## [EXERCISE REQUIREMENTS]
Go through the records underneath and write each one out again exactly.

## [DATA SUPPLIED]
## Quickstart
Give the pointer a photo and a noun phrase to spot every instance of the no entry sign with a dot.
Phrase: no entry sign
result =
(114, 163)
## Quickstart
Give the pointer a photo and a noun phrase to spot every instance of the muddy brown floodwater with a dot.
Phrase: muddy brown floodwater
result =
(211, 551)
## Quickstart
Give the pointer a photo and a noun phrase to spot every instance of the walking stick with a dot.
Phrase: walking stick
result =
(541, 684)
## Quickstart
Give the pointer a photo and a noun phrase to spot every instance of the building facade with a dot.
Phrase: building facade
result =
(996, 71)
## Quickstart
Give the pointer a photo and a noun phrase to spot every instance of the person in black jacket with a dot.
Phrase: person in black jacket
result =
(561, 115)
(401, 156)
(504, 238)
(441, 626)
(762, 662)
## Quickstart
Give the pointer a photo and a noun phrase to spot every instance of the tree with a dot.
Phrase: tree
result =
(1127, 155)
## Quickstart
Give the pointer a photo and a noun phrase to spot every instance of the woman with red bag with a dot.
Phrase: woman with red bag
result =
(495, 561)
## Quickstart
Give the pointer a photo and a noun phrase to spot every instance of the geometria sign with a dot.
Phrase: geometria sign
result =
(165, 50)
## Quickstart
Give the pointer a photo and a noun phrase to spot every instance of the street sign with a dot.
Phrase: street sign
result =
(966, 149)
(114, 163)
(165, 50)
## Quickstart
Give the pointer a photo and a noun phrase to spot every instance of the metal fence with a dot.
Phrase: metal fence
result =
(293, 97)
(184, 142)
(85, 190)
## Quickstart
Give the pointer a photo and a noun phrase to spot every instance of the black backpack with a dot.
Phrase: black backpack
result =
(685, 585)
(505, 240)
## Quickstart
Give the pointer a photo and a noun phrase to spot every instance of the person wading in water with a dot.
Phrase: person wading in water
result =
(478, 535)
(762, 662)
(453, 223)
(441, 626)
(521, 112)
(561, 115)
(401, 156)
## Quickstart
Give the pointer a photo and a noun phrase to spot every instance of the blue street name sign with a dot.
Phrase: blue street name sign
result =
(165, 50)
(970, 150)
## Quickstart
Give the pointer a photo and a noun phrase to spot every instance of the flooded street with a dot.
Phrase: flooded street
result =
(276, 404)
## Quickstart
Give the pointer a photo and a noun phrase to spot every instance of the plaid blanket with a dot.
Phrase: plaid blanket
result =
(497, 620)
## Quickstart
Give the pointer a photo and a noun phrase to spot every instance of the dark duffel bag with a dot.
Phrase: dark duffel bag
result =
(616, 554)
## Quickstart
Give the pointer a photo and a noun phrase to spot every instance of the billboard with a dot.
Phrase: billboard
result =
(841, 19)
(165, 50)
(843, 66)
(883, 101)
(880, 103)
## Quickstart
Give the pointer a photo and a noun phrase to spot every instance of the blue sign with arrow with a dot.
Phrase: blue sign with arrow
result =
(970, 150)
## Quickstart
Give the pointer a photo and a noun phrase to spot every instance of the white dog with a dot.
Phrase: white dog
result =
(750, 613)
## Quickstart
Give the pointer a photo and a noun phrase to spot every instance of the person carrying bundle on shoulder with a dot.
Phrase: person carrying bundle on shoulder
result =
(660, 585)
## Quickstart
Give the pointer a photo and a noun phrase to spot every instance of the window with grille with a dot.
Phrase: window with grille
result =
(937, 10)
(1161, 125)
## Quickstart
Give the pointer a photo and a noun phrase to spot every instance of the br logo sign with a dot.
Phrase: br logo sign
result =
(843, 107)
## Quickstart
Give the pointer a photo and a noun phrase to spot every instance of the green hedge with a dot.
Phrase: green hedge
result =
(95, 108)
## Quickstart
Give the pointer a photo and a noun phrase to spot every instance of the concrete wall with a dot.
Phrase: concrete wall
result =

## [RESULT FOR THIS EXERCISE]
## Quickstart
Give the pointer a photo and a noun phrase to spot every instance of the no entry sign with a dot.
Phrase: no entry sign
result =
(114, 163)
## Quickstart
Give the pointer a photo and a noun phrase to spot every instance of the muddy brown floodwater with a dot.
Phrase: muddy brown floodwater
result =
(211, 551)
## Quickstart
Give the pointer a photo and a noun phrase to spot every instance of the walking stick with a dot.
Phrase: walking stick
result =
(541, 684)
## Quickstart
Give the pointer a photo and a noun phrase to spot every instance of the building facade with a dot.
Phrase: building facade
result =
(996, 71)
## Quickstart
Give the pointer a photo and a noun phrase to spot every instance of the person in black jacket with a dot.
Phrase: person in black jacket
result =
(561, 115)
(401, 156)
(504, 238)
(441, 626)
(762, 662)
## Quickstart
Give the pointer a photo and a noun phrase to spot every instance of the tree with a dot.
Phrase: tree
result =
(1127, 155)
## Quickstart
Give the pointer a photo and a noun phrase to spot every instance of the woman with red bag with a dot.
Phrase: woman with red bag
result =
(495, 561)
## Quickstart
Give the pointer a photo and a noun phrase to spot every instance of the geometria sign with a dot.
Phrase: geometria sign
result =
(165, 50)
## Quickstart
Give the pointer a photo and a noun phrase to spot every instance of the street sign with a dot.
Phrase: street sign
result =
(966, 149)
(114, 163)
(165, 50)
## Quickstart
Give the pointer a photo and a noun phrase to spot every instance of the metal fence with a dot.
Phrase: metal fence
result =
(293, 97)
(184, 142)
(85, 190)
## Quickstart
Give the pointer a photo and a noun phrase to spot every instance of the black backpack with a dot.
Phrase: black backpack
result =
(685, 585)
(505, 240)
## Quickstart
Give the pointer a photo and a noun phrase to spot every instance of the person wading in water with a dot.
Phrase: person wading in water
result =
(478, 535)
(762, 662)
(453, 223)
(441, 626)
(521, 112)
(561, 115)
(401, 156)
## Quickstart
Give the pointer a photo and a noun phrase to spot every instance of the blue street name sign with a dot.
Phrase: blue street name sign
result =
(165, 50)
(970, 150)
## Quickstart
Give the pointer a photo and a noun phrase to spot every instance of the flooded street with a dot.
Phrase: flooded street
result =
(276, 404)
## Quickstart
Give the pointer a photo and a noun phrase to spot every instance of the plaid blanket with a dot.
Phrase: plaid blanket
result =
(497, 620)
## Quickstart
Give the pointer a photo and a noun phrase to spot every instance of the dark duffel bag with a dot.
Phrase: dark duffel bag
result =
(616, 554)
## Quickstart
Give the pointer a photo and a noun phrase to spot every instance of the billboard with a dot.
Phrase: billboard
result =
(841, 19)
(165, 50)
(843, 66)
(883, 101)
(880, 103)
## Quickstart
Give the pointer a photo and a noun phrase to spot every instance of the blue sign with arrow with a dot.
Phrase: blue sign with arrow
result =
(970, 150)
## Quickstart
Give the pointer a photo and a noun phrase to spot every instance of the white dog with a dot.
Phrase: white dog
result =
(750, 613)
## Quickstart
Give the pointer a photo and a noun phrase to spot every instance of the person carrying bundle on shoulder with a dot.
Phrase: person carrying bundle on shoulder
result =
(660, 585)
## Quickstart
Give the pointer a photo and a noun phrase to spot every instance of the window with grille with a dot.
Phrase: window with grille
result =
(937, 10)
(1161, 125)
## Quickstart
Give the pointer a photo and a noun phrase to spot every instance of the br logo sign with a dot.
Phrase: br logo sign
result =
(843, 107)
## Quickstart
Give the pointer a photo and a noun phrase to spot every instance of the green hedge with a dot.
Phrase: green hedge
result =
(95, 108)
## Quickstart
Give the pointer a photo and a noun phrase to spot every instance of the concrete wall with a dot.
Phrase: concrete wall
result =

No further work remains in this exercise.